## DESCRIZIONE DEL COMPITO
Riprendi il testo sulla storia del carnevale e delle maschere italiane e proseguilo dopo la sua ultima frase.

Dai primi anni del Trecento cominciarono ad essere promulgate nuove leggi che tentavano di frenare l’inarrestabile decadimento morale dei veneziani del tempo; era proibito indossare la maschera nei periodi che non fossero quelli di carnevale e nei luoghi di culto, questo perché spesso la maschera era usata per nascondere la propria identità e per occuparsi di affari poco puliti o portare avanti relazioni ambigue.
Le maschere italiane nacquero dunque a Venezia, diffuse poi in Italia nel XIV secolo; queste erano usate per diversi scopi, oltre al divertimento e alla burla erano utili anche per nascondersi agli occhi della gente. Da Venezia, e poi in Italia, di diffusero successivamente in Europa e furono poi anche adottate dal Teatro dell’Arte.
L’uso del travestimento permetteva di abbattere le barriere sociali date dalla ricchezza e dal rango, anche le persone povere, mascherate, potevano permettersi quei comportamenti solitamente non concessigli.
Le prime testimonianze in Italia dell’uso del vocabolo “carnevale”, detto anche dialettalmente “carnevalo”, si trovano nei testi del giullare e autore dell’opera satirica “Detto dei Villani” Matazone da Caligano alla fine del XIII secolo e del novelliere e commerciante Giovanni Sercambi verso la fine del XIV secolo.
Il carnevale di Putignano, in Puglia si considera il carnevale più antico simile a quello dei giorni nostri: le sue origini risalgono al 1394.
Con il duca Ercole I d’Este, per carnevale, nel XV secolo si organizzarono feste da ballo, rappresentazioni teatrali, giostre, giochi di abilità e tornei. Il duca stabiliva anno per anno la libertà di andare in maschera, in genere dall’Epifania fino al martedì grasso così anche a Ferrara ognuno poteva permettersi alcune licenze vietate in altri periodi dell’anno.

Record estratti
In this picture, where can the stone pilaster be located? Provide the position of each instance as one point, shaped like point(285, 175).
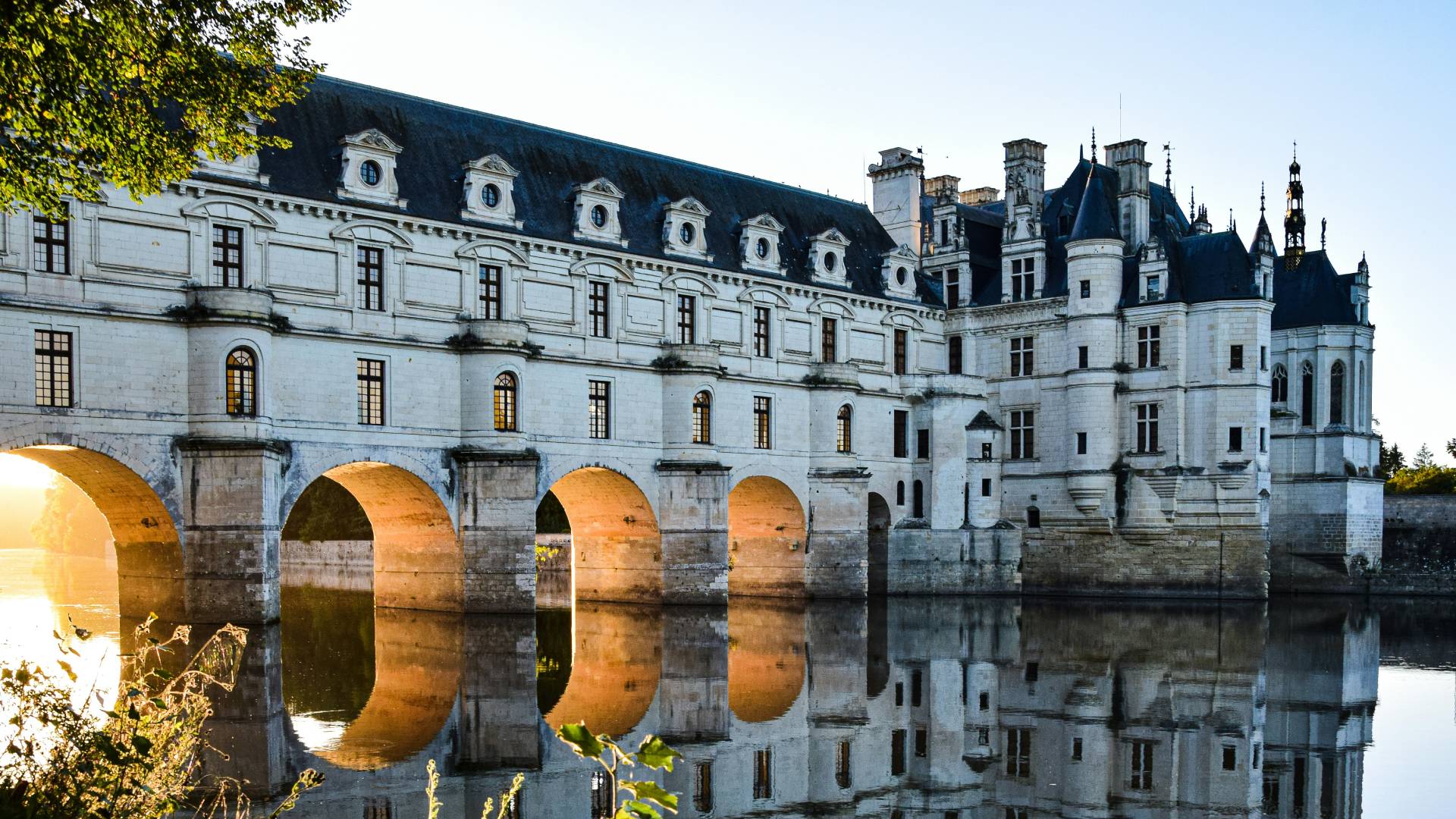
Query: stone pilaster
point(692, 512)
point(498, 529)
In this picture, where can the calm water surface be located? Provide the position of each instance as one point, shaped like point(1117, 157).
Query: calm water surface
point(987, 708)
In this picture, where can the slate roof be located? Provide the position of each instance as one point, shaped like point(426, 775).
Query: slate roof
point(438, 139)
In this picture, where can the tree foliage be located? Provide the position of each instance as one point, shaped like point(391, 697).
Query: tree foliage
point(130, 93)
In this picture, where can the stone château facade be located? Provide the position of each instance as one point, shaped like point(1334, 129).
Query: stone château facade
point(731, 385)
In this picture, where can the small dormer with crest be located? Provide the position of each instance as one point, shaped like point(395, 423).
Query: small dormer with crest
point(599, 212)
point(685, 229)
point(367, 171)
point(827, 257)
point(759, 243)
point(490, 191)
point(897, 271)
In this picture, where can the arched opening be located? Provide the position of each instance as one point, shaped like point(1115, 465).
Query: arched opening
point(878, 526)
point(617, 550)
point(413, 547)
point(601, 664)
point(766, 651)
point(147, 548)
point(766, 535)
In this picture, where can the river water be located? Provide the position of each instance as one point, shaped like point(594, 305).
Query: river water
point(910, 707)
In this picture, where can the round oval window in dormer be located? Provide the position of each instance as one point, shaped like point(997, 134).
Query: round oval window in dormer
point(369, 172)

## RISPOSTA ALL'ESERCIZIO
MARTEDÌ GRASSO
Il Martedì Grasso rappresentava il culmine dei festeggiamenti con sfilate e cortei di maschere, banchetti, canti e balli fino alla mezzanotte, ovvero fino all’inizio della Quaresima. In questa giornata venivano consumati tutti i cibi più prelibati che durante la Quaresima non potevano essere mangiati, come la carne infatti il termine “carnevale” deriva dal latino “carnem levare”, cioè “eliminare carne”, poiché indicava il banchetto che si teneva l’ultimo giorno di carnevale, il martedì grasso, il giorno prima del periodo di astinenza e digiuno religioso. L’usanza di osservare la Quaresima è testimoniata dopo il concilio di Nicea del 325 d. C..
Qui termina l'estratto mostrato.